Stated exercise –
Arrange each line of the material below as a numbered list, leaving out blank lines.

╭─ Entries shown

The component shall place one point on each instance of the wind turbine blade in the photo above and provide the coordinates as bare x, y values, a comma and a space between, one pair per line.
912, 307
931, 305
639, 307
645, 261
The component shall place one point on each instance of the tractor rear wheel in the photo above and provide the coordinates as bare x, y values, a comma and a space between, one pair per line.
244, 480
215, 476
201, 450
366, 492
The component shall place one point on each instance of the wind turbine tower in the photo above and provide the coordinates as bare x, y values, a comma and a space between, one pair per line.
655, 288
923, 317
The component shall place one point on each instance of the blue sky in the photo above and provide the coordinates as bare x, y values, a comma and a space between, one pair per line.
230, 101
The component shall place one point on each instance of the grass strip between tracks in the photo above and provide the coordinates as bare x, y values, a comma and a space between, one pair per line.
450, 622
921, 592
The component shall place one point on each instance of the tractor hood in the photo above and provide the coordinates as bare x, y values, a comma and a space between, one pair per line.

╰─

Solution for this problem –
1. The component shall place one point on each instance of the wind turbine blade in the photo above and provide the coordinates as bare x, y values, a comma and a space between, one pair per line.
2. 912, 307
3. 931, 305
4. 639, 307
5. 645, 261
6. The component shall place one point on each instance of the tractor rear wheel in the photo above and provide the coordinates as bare x, y values, a comma and a space between, one pair per line.
7. 244, 480
8. 215, 476
9. 201, 450
10. 366, 492
11. The component shall place one point on each instance of the wind turbine tower in the photo above and provide the coordinates as bare x, y values, a comma and a space between, one pair per line.
12. 655, 288
13. 923, 317
14. The component shall place one point on each instance of the blue sky in the photo above and provide the coordinates as bare x, y values, a comma and a space between, one pair per line.
15. 230, 101
16. The component shall place one point on each instance of the grass strip between tracks in the photo above and provide the coordinates as bare x, y values, a comma and a space between, one pair per line.
17. 450, 622
18. 921, 592
19. The component shall place one point on each instance of the tractor hood in the photo above and provide the coordinates as bare x, y values, a comma and a space between, one pair per line.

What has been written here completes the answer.